# [EXERCISE]
Reproduce the material below from the line with "Could you point out the large" to the line with "(1163, 510)", both included. Keep the request lines unchanged, and scale every coordinate in the answers by 1.05, rounding to whole numbers with halves rounded up.

# [EXTRACTED INFORMATION]
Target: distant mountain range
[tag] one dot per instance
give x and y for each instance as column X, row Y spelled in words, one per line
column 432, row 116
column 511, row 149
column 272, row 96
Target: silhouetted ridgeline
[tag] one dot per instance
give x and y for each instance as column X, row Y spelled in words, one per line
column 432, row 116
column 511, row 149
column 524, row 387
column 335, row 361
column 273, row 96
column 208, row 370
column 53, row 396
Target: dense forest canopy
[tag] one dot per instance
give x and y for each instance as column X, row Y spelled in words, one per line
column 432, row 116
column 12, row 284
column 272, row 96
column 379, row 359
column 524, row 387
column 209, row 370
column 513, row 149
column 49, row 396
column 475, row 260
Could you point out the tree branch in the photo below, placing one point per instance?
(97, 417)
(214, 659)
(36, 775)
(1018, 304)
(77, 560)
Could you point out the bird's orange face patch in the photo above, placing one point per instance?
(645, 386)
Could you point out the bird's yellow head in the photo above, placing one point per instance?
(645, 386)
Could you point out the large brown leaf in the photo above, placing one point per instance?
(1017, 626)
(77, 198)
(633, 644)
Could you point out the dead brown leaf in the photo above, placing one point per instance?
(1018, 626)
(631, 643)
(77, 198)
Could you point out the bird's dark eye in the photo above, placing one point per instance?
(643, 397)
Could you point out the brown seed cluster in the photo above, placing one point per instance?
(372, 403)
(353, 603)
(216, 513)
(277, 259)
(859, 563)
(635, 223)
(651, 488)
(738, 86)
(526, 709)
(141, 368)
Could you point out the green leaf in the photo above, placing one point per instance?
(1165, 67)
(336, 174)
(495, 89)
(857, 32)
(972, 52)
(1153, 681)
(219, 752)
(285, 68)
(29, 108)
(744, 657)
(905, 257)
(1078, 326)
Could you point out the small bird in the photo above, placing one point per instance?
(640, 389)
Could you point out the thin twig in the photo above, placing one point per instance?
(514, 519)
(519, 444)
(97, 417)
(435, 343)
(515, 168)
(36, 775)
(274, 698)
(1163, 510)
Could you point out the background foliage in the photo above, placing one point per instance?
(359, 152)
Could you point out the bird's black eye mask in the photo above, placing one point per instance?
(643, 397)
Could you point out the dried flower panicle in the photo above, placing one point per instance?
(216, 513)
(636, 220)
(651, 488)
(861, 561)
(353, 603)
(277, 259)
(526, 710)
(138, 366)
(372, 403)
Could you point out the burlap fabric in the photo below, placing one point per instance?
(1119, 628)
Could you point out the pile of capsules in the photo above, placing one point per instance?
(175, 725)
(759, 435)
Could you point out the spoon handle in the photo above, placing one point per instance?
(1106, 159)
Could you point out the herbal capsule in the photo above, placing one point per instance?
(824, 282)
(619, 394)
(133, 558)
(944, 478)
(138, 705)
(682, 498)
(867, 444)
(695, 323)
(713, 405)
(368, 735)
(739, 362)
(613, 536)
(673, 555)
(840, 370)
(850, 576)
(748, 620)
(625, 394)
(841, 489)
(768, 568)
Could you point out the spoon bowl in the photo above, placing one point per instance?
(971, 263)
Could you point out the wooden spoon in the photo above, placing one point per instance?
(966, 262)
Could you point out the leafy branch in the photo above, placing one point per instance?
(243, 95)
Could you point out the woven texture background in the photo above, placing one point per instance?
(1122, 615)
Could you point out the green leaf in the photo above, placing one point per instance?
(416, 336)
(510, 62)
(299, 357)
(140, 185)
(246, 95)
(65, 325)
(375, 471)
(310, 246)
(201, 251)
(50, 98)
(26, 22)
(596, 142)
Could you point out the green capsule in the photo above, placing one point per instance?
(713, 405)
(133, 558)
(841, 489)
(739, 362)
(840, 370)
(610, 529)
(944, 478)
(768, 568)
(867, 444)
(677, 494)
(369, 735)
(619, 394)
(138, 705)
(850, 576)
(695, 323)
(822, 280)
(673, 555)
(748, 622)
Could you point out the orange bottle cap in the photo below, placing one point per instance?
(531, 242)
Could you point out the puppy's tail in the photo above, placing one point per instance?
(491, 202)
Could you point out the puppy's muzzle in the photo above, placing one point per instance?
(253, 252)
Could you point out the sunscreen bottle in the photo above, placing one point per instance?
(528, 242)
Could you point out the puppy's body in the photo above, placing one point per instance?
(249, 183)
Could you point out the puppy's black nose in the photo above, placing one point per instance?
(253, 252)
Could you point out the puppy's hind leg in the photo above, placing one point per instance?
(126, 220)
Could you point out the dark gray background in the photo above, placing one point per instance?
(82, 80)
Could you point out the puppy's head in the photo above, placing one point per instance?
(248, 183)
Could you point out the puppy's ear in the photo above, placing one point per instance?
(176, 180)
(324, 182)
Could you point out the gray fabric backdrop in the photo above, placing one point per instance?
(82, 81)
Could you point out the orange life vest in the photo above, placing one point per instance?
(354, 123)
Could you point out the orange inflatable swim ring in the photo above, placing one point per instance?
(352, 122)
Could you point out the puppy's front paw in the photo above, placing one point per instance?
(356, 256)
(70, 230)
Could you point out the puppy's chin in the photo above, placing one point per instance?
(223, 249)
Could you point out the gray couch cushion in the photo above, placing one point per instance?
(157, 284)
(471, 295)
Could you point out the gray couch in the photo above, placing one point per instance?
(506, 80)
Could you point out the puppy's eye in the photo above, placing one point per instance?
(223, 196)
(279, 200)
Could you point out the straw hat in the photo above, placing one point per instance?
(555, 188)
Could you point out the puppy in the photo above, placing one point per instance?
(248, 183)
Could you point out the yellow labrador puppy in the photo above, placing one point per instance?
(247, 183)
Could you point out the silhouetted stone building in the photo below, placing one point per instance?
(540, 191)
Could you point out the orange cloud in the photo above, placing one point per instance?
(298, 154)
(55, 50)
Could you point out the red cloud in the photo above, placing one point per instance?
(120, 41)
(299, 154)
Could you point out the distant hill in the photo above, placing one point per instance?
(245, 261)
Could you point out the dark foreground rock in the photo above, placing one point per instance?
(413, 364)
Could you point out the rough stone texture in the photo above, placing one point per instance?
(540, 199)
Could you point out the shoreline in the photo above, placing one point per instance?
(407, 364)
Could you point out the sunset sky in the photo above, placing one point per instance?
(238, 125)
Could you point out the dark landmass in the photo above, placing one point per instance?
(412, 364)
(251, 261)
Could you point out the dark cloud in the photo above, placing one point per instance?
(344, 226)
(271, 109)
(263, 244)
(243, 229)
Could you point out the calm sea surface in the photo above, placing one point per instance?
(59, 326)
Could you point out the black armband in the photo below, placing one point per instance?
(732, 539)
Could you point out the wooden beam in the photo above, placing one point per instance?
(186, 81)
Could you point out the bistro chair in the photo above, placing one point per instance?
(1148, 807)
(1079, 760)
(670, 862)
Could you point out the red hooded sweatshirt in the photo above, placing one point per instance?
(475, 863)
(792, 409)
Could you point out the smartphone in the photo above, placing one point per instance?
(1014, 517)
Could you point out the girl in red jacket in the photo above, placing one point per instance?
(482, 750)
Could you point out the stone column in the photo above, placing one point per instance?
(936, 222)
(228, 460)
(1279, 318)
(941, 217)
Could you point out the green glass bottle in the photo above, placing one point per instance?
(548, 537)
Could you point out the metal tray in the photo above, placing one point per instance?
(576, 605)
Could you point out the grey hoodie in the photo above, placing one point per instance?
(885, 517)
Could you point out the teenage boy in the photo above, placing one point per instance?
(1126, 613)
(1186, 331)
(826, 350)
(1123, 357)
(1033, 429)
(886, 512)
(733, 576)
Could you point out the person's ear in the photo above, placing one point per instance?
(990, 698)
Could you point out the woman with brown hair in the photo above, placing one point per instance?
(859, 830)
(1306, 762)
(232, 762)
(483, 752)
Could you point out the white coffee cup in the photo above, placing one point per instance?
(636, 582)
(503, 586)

# [ANSWER FOR THE TASK]
Could you point out the large brown leaf in the photo above, placing one point per instance?
(1068, 657)
(81, 208)
(665, 676)
Could you point out the dead brown leaf in the photo above, placing one point per instance?
(1069, 657)
(663, 675)
(81, 208)
Could you point out the bird's dark eye in the photo above, placing one point per instance?
(675, 417)
Could you point out the brown seed cluster in the photo above, placing one point per instance?
(391, 423)
(371, 633)
(227, 539)
(291, 272)
(902, 591)
(667, 234)
(684, 512)
(775, 90)
(552, 744)
(148, 386)
Could you point out the green leaf in the photo above, placing one point per instance?
(1223, 70)
(353, 183)
(520, 93)
(900, 34)
(1021, 55)
(1211, 715)
(230, 790)
(299, 71)
(30, 113)
(781, 690)
(950, 270)
(1132, 342)
Could you point out the small bird in the photo above, placing one point per instance?
(672, 408)
Could you point out the thin twig in the photo above, placing one point per instance?
(540, 545)
(545, 466)
(102, 438)
(457, 360)
(541, 176)
(38, 814)
(288, 733)
(1221, 536)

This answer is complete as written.